# Exercise details:
Go through the data below. List every line that holds the word "wall".

◇ ◇ ◇ ◇

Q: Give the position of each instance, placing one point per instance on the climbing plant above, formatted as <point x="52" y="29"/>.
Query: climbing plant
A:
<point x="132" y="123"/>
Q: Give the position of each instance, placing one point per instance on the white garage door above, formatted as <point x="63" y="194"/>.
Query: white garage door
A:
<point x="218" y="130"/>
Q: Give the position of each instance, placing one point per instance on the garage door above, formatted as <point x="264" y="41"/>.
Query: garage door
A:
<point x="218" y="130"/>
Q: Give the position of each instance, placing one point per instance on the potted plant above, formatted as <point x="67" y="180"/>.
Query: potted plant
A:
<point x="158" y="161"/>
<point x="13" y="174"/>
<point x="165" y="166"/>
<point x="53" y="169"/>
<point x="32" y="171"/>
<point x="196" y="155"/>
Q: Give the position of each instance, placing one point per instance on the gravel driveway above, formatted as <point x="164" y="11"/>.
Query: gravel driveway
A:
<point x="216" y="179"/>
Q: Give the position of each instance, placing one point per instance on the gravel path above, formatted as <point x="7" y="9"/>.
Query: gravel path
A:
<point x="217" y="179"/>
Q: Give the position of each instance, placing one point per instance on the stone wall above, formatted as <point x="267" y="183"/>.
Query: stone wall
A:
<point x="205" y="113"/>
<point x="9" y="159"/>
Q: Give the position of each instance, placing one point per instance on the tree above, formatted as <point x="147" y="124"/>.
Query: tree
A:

◇ ◇ ◇ ◇

# Completed task:
Q: Give the position of each instance, placing one point per instance on the stone wall above, formatted as <point x="267" y="183"/>.
Query: stone wall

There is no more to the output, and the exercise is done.